- **What you have to do**
Leave out the pictures and restate the rest of the data exactly.

- **Task inputs**

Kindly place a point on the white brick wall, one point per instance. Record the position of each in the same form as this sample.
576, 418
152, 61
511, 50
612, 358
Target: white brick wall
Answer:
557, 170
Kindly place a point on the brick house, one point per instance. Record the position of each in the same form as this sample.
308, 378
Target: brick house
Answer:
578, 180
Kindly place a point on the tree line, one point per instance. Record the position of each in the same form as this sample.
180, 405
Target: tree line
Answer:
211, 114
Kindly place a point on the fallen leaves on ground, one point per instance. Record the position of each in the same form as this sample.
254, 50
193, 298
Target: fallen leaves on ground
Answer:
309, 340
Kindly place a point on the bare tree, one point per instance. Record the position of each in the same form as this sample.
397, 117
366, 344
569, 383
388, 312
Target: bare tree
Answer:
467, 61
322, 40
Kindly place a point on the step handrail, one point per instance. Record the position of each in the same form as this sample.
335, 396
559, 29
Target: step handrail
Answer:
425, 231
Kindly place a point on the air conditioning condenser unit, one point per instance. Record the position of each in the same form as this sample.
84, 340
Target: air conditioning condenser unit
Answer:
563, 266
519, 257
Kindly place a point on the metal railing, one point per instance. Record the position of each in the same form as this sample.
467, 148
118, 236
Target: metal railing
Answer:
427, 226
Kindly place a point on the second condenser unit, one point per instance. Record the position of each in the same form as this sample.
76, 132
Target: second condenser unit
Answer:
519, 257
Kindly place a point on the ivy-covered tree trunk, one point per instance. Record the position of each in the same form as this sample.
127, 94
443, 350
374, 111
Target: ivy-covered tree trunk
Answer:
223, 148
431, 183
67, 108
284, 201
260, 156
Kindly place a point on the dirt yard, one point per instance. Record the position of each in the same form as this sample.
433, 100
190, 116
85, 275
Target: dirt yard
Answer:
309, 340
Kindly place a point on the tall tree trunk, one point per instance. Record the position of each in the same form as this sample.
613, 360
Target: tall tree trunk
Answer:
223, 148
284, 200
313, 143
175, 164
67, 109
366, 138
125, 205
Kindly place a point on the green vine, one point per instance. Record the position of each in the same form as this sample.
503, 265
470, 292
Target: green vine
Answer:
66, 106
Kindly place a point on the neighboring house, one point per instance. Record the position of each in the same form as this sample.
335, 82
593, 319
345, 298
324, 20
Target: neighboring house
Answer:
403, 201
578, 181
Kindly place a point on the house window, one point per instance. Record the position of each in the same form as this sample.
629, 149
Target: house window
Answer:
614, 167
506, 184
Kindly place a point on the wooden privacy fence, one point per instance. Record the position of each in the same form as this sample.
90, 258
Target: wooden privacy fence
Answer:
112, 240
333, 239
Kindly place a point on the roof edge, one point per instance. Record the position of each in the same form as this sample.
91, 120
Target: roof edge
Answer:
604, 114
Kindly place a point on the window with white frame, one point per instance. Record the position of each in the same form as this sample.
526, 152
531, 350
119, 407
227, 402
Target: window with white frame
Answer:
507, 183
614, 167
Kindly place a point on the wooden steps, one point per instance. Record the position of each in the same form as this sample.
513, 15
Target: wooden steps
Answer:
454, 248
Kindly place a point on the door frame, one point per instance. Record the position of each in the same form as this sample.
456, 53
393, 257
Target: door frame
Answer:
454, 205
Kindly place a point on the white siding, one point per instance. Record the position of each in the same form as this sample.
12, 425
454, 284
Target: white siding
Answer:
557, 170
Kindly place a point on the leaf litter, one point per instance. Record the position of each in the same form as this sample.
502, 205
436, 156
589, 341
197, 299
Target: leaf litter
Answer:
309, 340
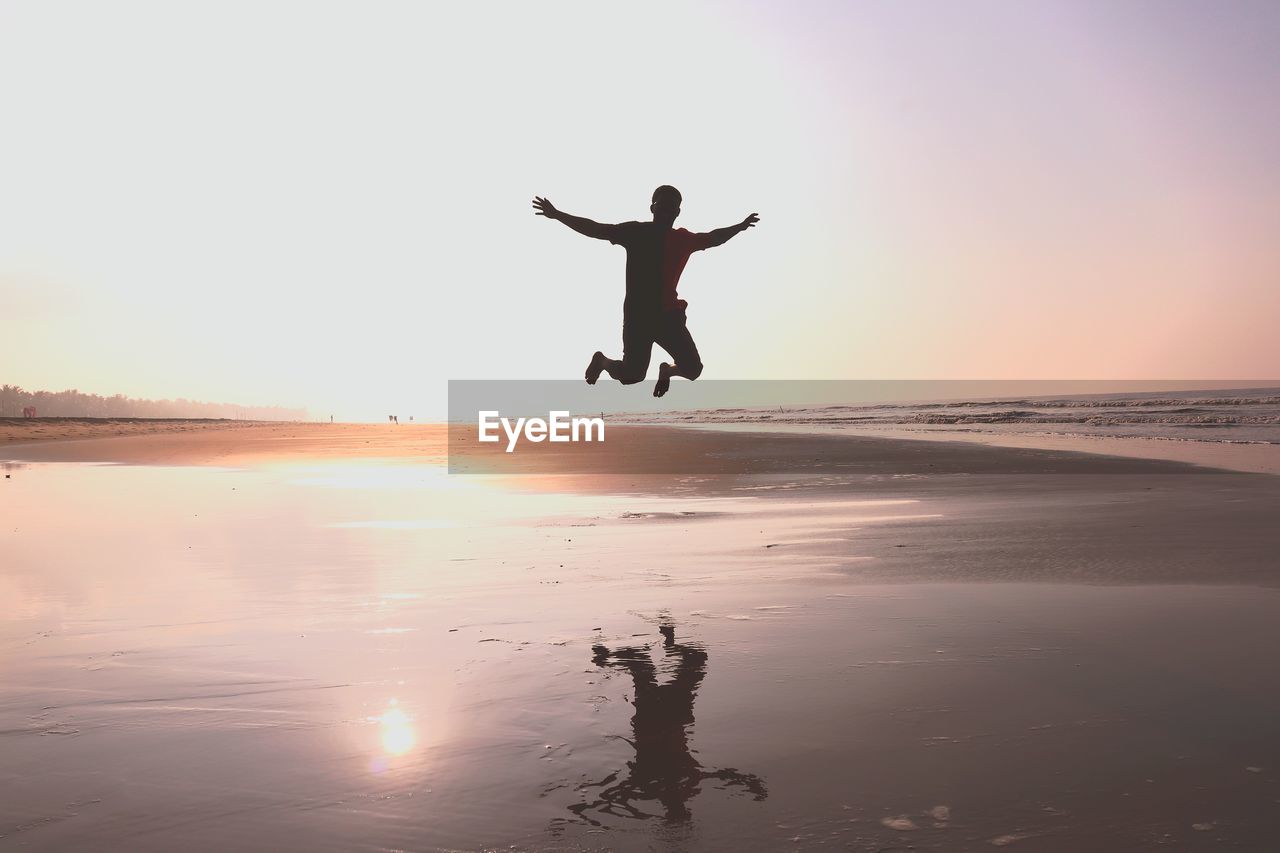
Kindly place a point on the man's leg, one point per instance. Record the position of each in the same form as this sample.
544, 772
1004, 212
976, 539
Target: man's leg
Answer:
636, 352
680, 345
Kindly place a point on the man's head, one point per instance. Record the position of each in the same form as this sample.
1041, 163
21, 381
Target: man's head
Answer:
666, 204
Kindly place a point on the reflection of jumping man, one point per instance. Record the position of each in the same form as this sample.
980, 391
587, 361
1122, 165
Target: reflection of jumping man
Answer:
652, 311
663, 770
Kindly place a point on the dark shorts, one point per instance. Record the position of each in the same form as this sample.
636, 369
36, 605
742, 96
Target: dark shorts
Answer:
668, 331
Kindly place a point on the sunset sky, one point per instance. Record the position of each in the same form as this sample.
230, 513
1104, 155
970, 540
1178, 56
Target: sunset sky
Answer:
328, 205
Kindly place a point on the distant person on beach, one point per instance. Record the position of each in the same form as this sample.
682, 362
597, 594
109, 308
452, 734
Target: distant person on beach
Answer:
652, 313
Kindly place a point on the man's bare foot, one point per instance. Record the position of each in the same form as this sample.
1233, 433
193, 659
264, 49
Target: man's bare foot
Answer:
663, 379
595, 368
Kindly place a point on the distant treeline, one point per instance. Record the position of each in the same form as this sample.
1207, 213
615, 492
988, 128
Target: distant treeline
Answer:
76, 404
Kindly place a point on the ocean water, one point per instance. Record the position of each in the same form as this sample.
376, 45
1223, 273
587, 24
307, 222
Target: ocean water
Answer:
1244, 415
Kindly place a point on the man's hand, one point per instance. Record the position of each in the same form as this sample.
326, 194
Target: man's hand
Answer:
544, 208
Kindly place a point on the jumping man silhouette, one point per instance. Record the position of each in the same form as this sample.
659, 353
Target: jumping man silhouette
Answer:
652, 311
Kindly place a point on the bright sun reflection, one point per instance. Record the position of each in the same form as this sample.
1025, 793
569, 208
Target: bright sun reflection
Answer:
398, 734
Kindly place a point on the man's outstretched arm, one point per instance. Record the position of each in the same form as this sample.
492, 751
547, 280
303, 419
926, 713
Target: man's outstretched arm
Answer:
581, 224
721, 236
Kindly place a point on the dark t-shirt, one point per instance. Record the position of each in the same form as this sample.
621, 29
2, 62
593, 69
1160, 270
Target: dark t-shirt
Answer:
656, 258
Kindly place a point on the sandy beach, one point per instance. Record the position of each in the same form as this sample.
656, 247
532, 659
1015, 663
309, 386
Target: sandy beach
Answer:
316, 637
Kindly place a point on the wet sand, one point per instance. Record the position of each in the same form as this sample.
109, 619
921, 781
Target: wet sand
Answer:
312, 637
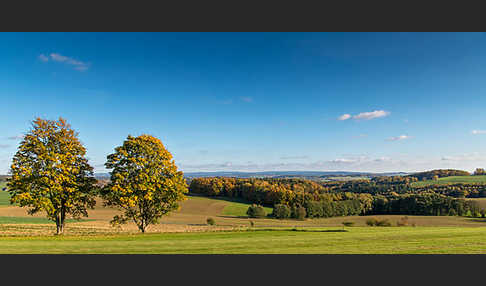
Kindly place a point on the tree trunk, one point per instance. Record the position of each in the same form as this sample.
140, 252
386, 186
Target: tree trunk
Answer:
60, 222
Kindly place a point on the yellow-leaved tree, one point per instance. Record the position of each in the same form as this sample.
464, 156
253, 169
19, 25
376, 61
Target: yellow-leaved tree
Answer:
50, 173
145, 182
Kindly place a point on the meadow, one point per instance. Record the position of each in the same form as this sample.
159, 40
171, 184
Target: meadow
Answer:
352, 240
452, 180
186, 231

- **Task response**
Kindly place a point on the white brick wall, one point per instance. Record the position of each in the same form as this sample.
576, 418
152, 61
511, 50
612, 358
Target: white brick wall
Answer:
557, 170
Kindly place a point on the brick house, one point per instance. Record the position of each in the same form as this sample.
308, 378
Target: brick house
Answer:
578, 180
Kindly place a point on the tree line, one point per instance. Record the position of each in the same form as this sample.
180, 405
Target: tree line
Answer:
211, 114
Kindly place a point on the fallen leaves on ground, one point per instance. Record the position of each in the same form as this sample.
254, 50
193, 298
Target: fallen leaves on ground
Answer:
309, 340
Kindly place a point on the bare tree, one point per instance. Record the position of each in the same form as this sample.
397, 117
366, 344
569, 383
388, 312
Target: bare tree
Answer:
467, 61
322, 40
Kindly place a point on the step handrail, one point per instance. Record the position of each in the same form as this sample.
335, 396
559, 29
Target: step handrail
Answer:
425, 231
Kindly place a point on the air conditioning condenser unit, one point per instance. Record the position of each in the same form as this sample.
84, 340
Target: air conditioning condenser unit
Answer:
563, 266
519, 257
Kindly place a point on the metal railing, one point per instance. Record the position of each in the same form as this sample.
467, 148
118, 236
Target: metal railing
Answer:
427, 226
Kindly place a point on the second condenser unit, one point per instance. Record the position of each in the same form as this sample.
76, 132
Target: second condenser unit
Answer:
519, 257
Kindly place a point on the ivy-covered tree trunk, one point per instance. Record the position of each in the same form as this sample.
127, 94
443, 350
374, 111
Target: ivy-covered tree trunk
Answer:
223, 148
431, 183
67, 108
284, 201
260, 156
Kindly place a point on the dirt yard, one point per instance. Record the position of each in the same form as this sample.
433, 100
190, 116
85, 275
Target: dirt yard
Answer:
309, 340
Kindly place a point on the tall tree trunk, one point per instance. Record the position of each in the same form as this sample.
613, 360
Target: tall tree trunk
Answer:
223, 148
284, 200
313, 143
175, 164
67, 109
366, 138
125, 205
Kindly place a point on the green vine, one point per instance. Record the position of each in the same form as this sample.
503, 265
470, 292
Target: green vine
Answer:
66, 106
Kindly place a point on the neighboring house, one point per instance. Record the position of each in the same form as this sample.
335, 82
593, 319
345, 298
324, 20
Target: neighboring house
Answer:
403, 201
578, 181
Kindly place a point on the house window, one point per instance. Record the position of each in the same form as this sample.
629, 149
Target: house window
Answer:
614, 167
506, 184
Kindly place a point on the wooden privacy fence, one point per instance. Record the position of each in the same form as this sample.
90, 258
Target: wooden privacy fence
Answer:
112, 240
333, 239
Kindly place a point on the roof edge, one point per instance. Record the position of each in the same form as this sample.
91, 120
Target: roof edge
Answer:
604, 114
Kindly place a point on the window with white frame, one point per instance. Record the position of each in the same form as this sample.
526, 152
531, 350
119, 407
227, 402
Target: window with white frame
Answer:
507, 183
614, 167
Kindly place a point on the wooden steps, one point per instance. Record the position of each in the same form as this sample.
513, 15
Target: wooden steps
Answer:
454, 248
Kindly place a point on the door frame, one point per instance. Record the position of each in the same form as this sample.
456, 53
393, 257
Target: door frame
Answer:
454, 205
Kindly place a point on the white siding, one point per instance. Record the position of each in the same form as this sample.
12, 425
454, 284
Target: white siding
Answer:
557, 170
Kindly place a point on the leaf litter, one point per instance. Record the position of each in the same form as this sample.
502, 205
436, 156
589, 341
197, 299
Target: leaf litter
Answer:
309, 340
Kindly place a point on the man's leg, one point per instance. Record the position of each in the same form as this sample.
544, 772
1004, 212
976, 539
Target: man's leg
Answer:
636, 352
680, 345
Kindly place a point on the man's head, one point per instance. Record the position of each in the same form as this sample.
1041, 163
21, 381
Target: man's head
Answer:
666, 204
Kindly place a point on the reflection of jumping man, one point per instance. Record the position of each in the same form as this sample.
980, 391
587, 361
1122, 165
Target: reflection of jumping man
Answer:
652, 311
663, 770
Kindly place a point on the dark shorts, one point per instance. Record the position of each in the same form as this sample.
636, 369
36, 605
742, 96
Target: dark shorts
Answer:
668, 331
Kindly place a point on the sunset sky, one point per instance. Record the position of each in the same form as this sample.
230, 513
1104, 155
970, 540
1178, 56
Target: sunset sky
Answer:
328, 205
Kindly place a point on the distant person on beach, one point per instance. Record the position of each in the same form as this sample.
682, 362
597, 594
109, 308
452, 734
Target: distant person on beach
Answer:
652, 313
Kindly place a point on the man's bare foot, one point per instance. Record the position of each in the same form as this sample.
1233, 433
193, 659
264, 49
Target: man's bare foot
Answer:
663, 379
595, 368
Kindly place a point on the distant treeline, one point per instance. Record the position of each in the same form as this sample.
1207, 213
615, 492
988, 128
Target: distant treeline
Answer:
76, 404
Kindly place a point on the ocean water, one point per instance. Record the position of each in the same form as this sample.
376, 45
1223, 273
587, 24
307, 222
Target: ocean water
Answer:
1244, 415
Kindly place a point on the man's hand, one point per instance. Record the position of each in the same form as this sample.
326, 194
Target: man's hand
Answer:
544, 208
Kindly place a point on the jumping man silhouette, one point per instance. Record the position of each in the same form as this sample.
659, 353
Target: jumping man silhouette
Answer:
652, 311
Kindly place a point on the bright sun reflection, one point per instance. Record the position of each in the same form as this sample.
1025, 793
569, 208
Target: bright sun reflection
Answer:
398, 734
Kindly place a point on the man's outstretched arm, one point per instance. Record the position of each in the same form as this sample.
492, 751
547, 280
303, 419
926, 713
Target: man's outstretched arm
Answer:
581, 224
721, 236
Kindly place a point on the dark t-shirt, one point per instance. Record the position of each in the same form as this sample.
621, 29
2, 62
593, 69
1160, 270
Target: dark t-shirt
Answer:
656, 258
Kindly place a point on the sandy beach, one point per instance. Record the position of each in the same form as this sample.
656, 247
532, 659
1015, 663
309, 386
Target: sandy beach
Answer:
316, 637
Kindly place a point on the wet sand, one point per instance. Record the position of each in the same form as this sample.
109, 619
921, 781
Target: wet sand
Answer:
312, 637
Kindly place a point on the tree trunk, one point per instance. Record the position of each in the same form as this sample.
140, 252
386, 186
Target: tree trunk
Answer:
60, 222
Kindly place a point on the yellow-leaved tree, one point per instance. Record the position of each in the same form as this sample.
464, 156
253, 169
19, 25
376, 61
Target: yellow-leaved tree
Answer:
50, 173
145, 182
Kindly place a point on the meadow, one point per instance. Record the position of each in the same form as this sample.
159, 40
171, 184
Target: meadow
Answer:
352, 240
452, 180
186, 231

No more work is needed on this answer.